Task instructions
Update the lines below by changing every "detection target" to "object to locate" and leaving everything else as it is. Omit the pictures from your output.

----- Records to use -----

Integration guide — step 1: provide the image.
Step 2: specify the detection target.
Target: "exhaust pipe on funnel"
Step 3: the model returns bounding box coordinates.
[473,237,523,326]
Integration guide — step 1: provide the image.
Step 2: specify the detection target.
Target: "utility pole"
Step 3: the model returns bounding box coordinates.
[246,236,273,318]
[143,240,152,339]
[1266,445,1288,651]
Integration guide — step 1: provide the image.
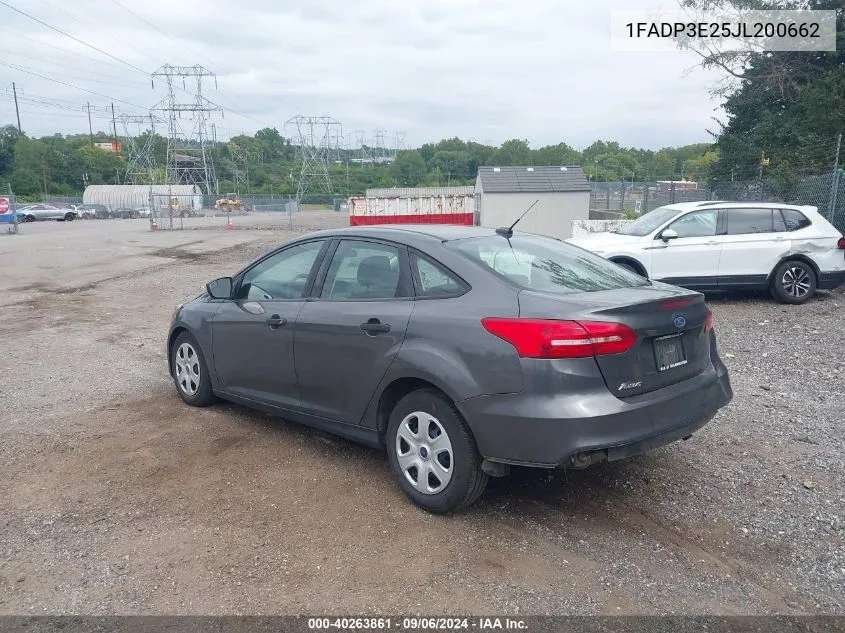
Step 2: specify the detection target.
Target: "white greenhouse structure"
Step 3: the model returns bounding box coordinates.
[82,185,203,211]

-----

Solution to this task
Integration guide — step 1: provide the image.
Step 2: specify the object to locate.
Target: "exhaust pipe on funnel"
Step 3: the model returns bounding box coordinates.
[473,237,523,326]
Integration guide — step 1: provide the image.
Step 2: specify the object to locate.
Target: "utility pole"
Step 3: the model returns bounding box coordinates.
[246,236,273,318]
[143,240,152,339]
[1266,445,1288,651]
Integration guide — step 1: provide the image.
Step 2: specify the object to locate.
Target: "white greenhouse structure"
Step 3: the model returns bounding box coordinates.
[82,185,203,211]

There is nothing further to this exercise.